_What needs to be done_: Reproduce every entry exactly.

_Input data_:
^^^^

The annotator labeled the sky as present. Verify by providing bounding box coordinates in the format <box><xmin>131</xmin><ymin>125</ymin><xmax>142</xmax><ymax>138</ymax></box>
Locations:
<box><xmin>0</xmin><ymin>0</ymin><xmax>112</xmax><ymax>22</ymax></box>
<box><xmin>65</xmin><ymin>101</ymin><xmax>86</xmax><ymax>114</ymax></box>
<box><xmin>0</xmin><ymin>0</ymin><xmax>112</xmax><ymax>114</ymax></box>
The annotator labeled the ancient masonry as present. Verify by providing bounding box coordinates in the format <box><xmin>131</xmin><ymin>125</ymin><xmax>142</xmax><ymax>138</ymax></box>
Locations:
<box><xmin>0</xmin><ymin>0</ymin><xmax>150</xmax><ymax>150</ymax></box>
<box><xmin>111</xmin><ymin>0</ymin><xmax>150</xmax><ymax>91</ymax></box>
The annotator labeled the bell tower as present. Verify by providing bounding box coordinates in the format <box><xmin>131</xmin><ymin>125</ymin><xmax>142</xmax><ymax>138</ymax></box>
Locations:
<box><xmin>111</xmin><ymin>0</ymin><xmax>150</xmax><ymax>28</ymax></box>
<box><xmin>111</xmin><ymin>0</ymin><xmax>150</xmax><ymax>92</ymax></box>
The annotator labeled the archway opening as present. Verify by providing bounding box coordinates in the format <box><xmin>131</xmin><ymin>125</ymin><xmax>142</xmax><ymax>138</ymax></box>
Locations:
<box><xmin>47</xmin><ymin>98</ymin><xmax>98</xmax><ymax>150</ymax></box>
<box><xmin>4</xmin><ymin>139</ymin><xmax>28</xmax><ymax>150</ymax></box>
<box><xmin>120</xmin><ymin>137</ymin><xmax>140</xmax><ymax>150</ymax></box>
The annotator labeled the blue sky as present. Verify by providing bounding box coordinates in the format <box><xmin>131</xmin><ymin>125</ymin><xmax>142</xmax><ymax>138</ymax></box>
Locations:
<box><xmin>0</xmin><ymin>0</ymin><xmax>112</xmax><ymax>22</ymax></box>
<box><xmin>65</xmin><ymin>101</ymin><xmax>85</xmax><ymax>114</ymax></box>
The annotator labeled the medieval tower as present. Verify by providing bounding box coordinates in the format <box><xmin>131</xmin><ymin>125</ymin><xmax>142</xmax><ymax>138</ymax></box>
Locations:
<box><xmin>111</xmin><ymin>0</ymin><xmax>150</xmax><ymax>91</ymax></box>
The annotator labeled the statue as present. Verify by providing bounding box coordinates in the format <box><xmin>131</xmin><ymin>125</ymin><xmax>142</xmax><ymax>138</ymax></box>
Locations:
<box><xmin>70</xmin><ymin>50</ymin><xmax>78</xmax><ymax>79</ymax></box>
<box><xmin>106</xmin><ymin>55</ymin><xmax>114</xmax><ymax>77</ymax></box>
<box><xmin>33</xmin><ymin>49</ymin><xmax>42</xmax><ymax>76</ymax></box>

^^^^

_Expected answer_:
The annotator labeled the sky as present. Verify by providing bounding box coordinates in the format <box><xmin>131</xmin><ymin>125</ymin><xmax>142</xmax><ymax>138</ymax></box>
Locations:
<box><xmin>0</xmin><ymin>0</ymin><xmax>112</xmax><ymax>22</ymax></box>
<box><xmin>65</xmin><ymin>101</ymin><xmax>86</xmax><ymax>114</ymax></box>
<box><xmin>0</xmin><ymin>0</ymin><xmax>112</xmax><ymax>114</ymax></box>
The annotator labeled the ancient masonry as present. Verify by providing bounding box coordinates in the format <box><xmin>131</xmin><ymin>125</ymin><xmax>142</xmax><ymax>138</ymax></box>
Locations:
<box><xmin>0</xmin><ymin>0</ymin><xmax>150</xmax><ymax>150</ymax></box>
<box><xmin>111</xmin><ymin>0</ymin><xmax>150</xmax><ymax>91</ymax></box>
The annotator labeled the bell tower as present. Verify by providing bounding box coordinates in the format <box><xmin>131</xmin><ymin>125</ymin><xmax>142</xmax><ymax>138</ymax></box>
Locations:
<box><xmin>111</xmin><ymin>0</ymin><xmax>150</xmax><ymax>28</ymax></box>
<box><xmin>111</xmin><ymin>0</ymin><xmax>150</xmax><ymax>92</ymax></box>
The annotator labeled the archway opening as present. Verify by providing bounding box coordinates in the format <box><xmin>131</xmin><ymin>125</ymin><xmax>142</xmax><ymax>138</ymax></box>
Locations:
<box><xmin>47</xmin><ymin>98</ymin><xmax>98</xmax><ymax>150</ymax></box>
<box><xmin>4</xmin><ymin>139</ymin><xmax>28</xmax><ymax>150</ymax></box>
<box><xmin>120</xmin><ymin>137</ymin><xmax>140</xmax><ymax>150</ymax></box>
The annotator labeled the blue sky as present. Verify by providing bounding box coordinates in the format <box><xmin>131</xmin><ymin>125</ymin><xmax>142</xmax><ymax>138</ymax></box>
Locations:
<box><xmin>0</xmin><ymin>0</ymin><xmax>112</xmax><ymax>22</ymax></box>
<box><xmin>65</xmin><ymin>101</ymin><xmax>85</xmax><ymax>114</ymax></box>
The annotator labeled the medieval tower as present. Verify by providing bounding box coordinates in the format <box><xmin>131</xmin><ymin>125</ymin><xmax>142</xmax><ymax>138</ymax></box>
Locations:
<box><xmin>111</xmin><ymin>0</ymin><xmax>150</xmax><ymax>91</ymax></box>
The annotator labeled the statue as present. Verify by providing bounding box coordinates in the format <box><xmin>131</xmin><ymin>125</ymin><xmax>142</xmax><ymax>138</ymax></box>
Locations:
<box><xmin>70</xmin><ymin>50</ymin><xmax>78</xmax><ymax>79</ymax></box>
<box><xmin>106</xmin><ymin>55</ymin><xmax>114</xmax><ymax>77</ymax></box>
<box><xmin>33</xmin><ymin>49</ymin><xmax>42</xmax><ymax>76</ymax></box>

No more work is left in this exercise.